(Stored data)

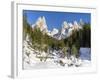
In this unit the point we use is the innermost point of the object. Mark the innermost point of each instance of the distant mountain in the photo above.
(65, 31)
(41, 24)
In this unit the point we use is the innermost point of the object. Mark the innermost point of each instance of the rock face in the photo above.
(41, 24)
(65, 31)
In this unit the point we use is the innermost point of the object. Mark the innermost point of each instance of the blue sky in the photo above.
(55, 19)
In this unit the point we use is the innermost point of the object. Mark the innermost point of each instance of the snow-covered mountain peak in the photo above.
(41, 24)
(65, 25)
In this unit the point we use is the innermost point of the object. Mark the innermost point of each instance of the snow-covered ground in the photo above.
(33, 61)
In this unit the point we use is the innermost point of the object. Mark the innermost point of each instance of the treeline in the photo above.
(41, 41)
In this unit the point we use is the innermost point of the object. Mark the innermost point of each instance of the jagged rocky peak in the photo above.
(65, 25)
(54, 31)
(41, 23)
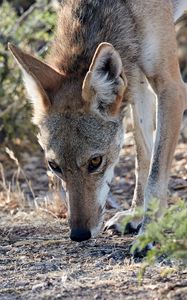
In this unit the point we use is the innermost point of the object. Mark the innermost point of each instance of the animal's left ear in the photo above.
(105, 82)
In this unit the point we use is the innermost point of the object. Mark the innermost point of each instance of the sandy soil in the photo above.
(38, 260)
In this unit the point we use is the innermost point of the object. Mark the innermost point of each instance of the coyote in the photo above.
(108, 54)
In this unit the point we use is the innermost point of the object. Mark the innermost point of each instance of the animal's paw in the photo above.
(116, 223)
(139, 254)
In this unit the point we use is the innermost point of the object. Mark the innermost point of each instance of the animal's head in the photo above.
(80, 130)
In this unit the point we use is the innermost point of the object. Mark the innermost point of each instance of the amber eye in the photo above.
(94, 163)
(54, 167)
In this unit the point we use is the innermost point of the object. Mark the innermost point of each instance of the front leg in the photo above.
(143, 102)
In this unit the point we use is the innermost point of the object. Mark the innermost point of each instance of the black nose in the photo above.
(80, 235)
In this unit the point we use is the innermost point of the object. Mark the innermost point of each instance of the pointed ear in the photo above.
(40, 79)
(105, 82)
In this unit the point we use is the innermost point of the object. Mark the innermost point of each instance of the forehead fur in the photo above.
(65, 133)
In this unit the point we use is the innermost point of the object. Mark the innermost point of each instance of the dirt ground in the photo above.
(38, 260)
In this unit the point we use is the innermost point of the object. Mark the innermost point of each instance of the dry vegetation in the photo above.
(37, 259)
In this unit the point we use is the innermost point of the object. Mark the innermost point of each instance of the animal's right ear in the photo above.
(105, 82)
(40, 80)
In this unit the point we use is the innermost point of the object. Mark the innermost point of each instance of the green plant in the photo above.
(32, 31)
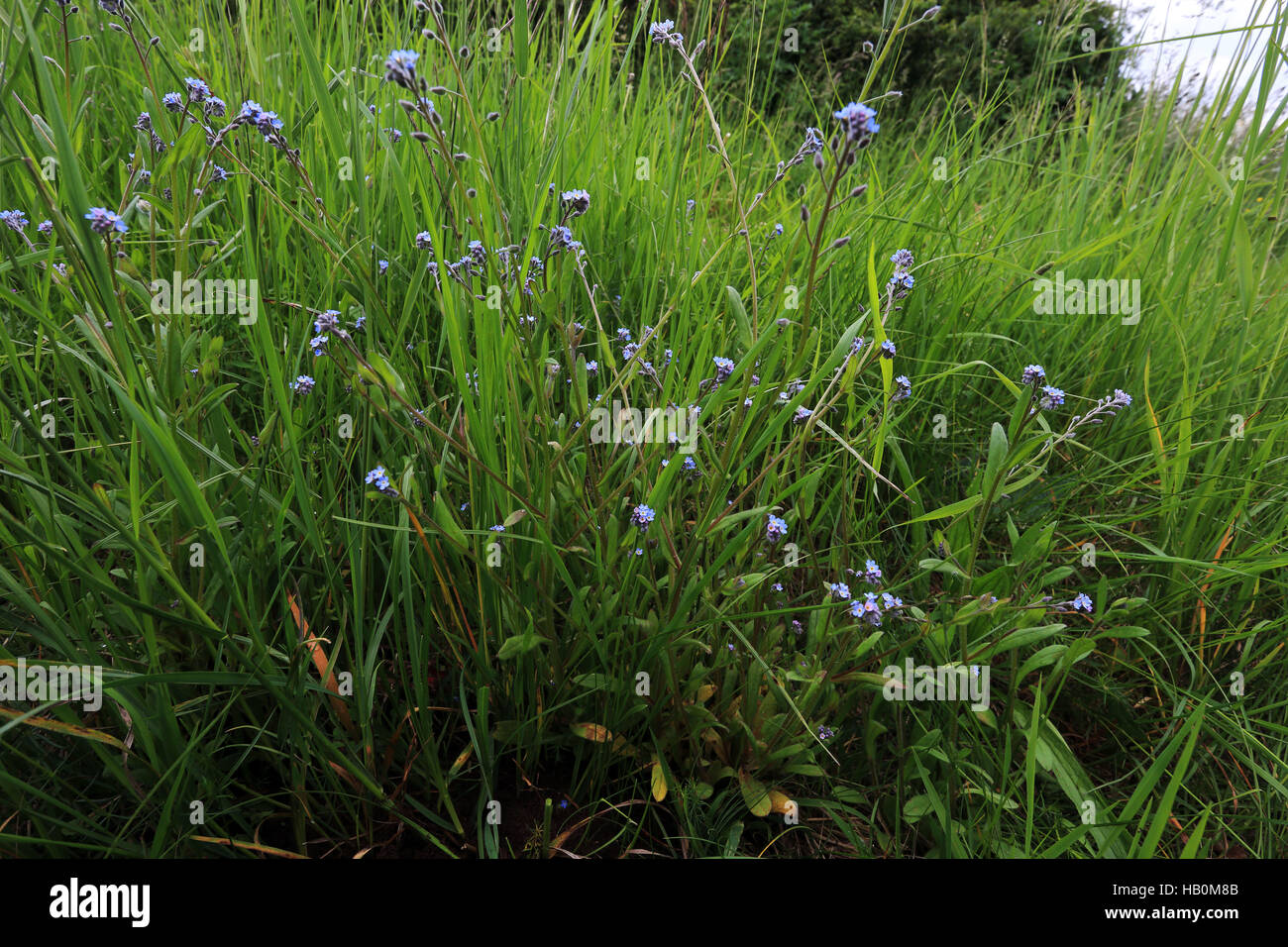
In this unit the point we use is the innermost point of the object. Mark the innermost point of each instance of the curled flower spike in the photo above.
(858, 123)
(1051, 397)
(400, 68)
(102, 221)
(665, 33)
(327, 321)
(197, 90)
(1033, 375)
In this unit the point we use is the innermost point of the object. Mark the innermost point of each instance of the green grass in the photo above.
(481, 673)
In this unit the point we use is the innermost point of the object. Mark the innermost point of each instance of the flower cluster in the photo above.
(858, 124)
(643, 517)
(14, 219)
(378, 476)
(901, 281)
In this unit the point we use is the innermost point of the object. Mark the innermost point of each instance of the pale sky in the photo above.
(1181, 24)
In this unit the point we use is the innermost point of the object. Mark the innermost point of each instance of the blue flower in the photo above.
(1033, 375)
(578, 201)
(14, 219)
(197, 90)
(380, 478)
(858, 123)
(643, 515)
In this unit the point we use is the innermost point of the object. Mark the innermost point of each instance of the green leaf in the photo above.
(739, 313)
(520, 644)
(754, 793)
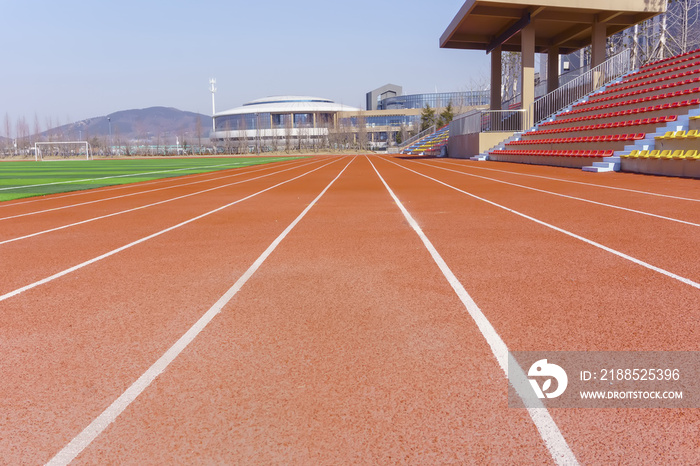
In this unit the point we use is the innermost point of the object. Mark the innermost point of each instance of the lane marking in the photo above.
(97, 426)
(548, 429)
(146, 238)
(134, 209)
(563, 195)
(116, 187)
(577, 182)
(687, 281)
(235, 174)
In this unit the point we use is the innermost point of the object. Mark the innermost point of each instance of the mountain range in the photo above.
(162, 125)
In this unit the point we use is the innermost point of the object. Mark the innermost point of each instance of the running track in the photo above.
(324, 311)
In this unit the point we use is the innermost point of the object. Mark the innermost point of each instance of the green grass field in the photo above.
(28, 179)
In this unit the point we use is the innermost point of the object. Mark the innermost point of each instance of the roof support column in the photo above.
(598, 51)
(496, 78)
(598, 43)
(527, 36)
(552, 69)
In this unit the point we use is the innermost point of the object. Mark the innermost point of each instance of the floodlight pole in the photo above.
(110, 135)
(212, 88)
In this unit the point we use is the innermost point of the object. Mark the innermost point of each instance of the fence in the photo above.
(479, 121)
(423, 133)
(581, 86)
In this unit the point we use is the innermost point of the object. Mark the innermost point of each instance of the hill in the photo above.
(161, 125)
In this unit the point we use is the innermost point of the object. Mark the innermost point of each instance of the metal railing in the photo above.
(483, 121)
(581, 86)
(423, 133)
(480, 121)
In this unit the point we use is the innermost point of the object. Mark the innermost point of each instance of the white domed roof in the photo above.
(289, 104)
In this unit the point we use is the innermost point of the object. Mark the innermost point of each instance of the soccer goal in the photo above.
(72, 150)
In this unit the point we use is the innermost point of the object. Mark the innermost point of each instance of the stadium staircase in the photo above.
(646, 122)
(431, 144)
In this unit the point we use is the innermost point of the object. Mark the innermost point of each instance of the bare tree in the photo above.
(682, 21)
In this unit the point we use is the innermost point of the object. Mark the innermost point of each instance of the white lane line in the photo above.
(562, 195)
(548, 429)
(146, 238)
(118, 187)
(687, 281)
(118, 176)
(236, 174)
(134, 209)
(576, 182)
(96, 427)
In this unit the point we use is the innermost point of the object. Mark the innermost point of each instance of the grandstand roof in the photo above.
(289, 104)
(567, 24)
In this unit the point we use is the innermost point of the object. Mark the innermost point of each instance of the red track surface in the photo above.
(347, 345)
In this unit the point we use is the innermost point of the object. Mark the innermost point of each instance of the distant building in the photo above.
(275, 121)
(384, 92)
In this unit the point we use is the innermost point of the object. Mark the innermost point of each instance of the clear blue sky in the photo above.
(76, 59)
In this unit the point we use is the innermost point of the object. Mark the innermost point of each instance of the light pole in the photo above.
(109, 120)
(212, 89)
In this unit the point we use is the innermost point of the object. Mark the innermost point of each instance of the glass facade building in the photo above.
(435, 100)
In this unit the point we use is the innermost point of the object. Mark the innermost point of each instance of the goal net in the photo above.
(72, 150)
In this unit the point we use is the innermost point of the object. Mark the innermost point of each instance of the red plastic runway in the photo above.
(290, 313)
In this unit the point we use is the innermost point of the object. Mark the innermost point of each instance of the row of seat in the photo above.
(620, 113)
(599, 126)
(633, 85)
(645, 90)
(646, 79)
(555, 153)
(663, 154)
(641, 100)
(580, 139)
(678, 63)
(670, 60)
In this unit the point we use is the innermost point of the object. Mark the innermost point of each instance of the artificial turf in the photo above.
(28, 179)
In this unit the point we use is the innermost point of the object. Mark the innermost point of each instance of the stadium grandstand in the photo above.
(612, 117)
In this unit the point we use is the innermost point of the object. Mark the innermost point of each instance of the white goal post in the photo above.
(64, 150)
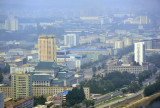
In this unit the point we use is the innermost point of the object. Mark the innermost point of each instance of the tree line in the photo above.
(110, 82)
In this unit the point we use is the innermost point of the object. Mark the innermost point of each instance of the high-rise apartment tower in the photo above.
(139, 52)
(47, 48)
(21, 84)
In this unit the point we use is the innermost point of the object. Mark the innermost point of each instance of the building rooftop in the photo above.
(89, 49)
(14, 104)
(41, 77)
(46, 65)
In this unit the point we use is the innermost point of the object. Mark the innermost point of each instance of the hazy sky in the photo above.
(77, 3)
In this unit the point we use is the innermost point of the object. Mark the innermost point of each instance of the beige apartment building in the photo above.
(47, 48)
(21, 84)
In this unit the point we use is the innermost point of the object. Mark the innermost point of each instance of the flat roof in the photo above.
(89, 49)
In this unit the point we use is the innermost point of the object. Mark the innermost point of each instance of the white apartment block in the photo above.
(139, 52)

> Problem statement
Set down exactly the lines between the line containing "post in the photo above." and the end of the records above, both ends included; pictures stay out.

> Answer to this exercise
In this unit the point we use is the innermost point of the object. Mark the innermost point of each instance of the white goal post in the photo above.
(64, 150)
In this unit the point we use is the innermost point of the object. Mark the innermost point of each instance of the tree line in the photo above.
(110, 82)
In this unit the point we use is the innermost point of the object. Mark the innermost point of each instance of the high-rise apartment tower in the photo above.
(139, 52)
(47, 48)
(21, 84)
In this unit the point we use is the innermost point of the object. Mark the innermost point of each instance of the building rooftop in the photo above.
(89, 49)
(14, 104)
(41, 77)
(46, 65)
In this unit the point we use is the innermost point of the object. Mark the innermost point of each instance of the hazy sky in the photo above.
(77, 3)
In this unit the point we use is the innermost point of the object. Mark the innermost point of each instance of the beige apartment building in the photo above.
(47, 48)
(21, 84)
In this unit the point we use is the innermost point of the object. Mark the innermost point of each instance of the flat roof in the photo above.
(89, 49)
In this unit the point we use is the innermost point of the object. Mark the innermost point of each instance of the white apartment block in the photo above.
(139, 52)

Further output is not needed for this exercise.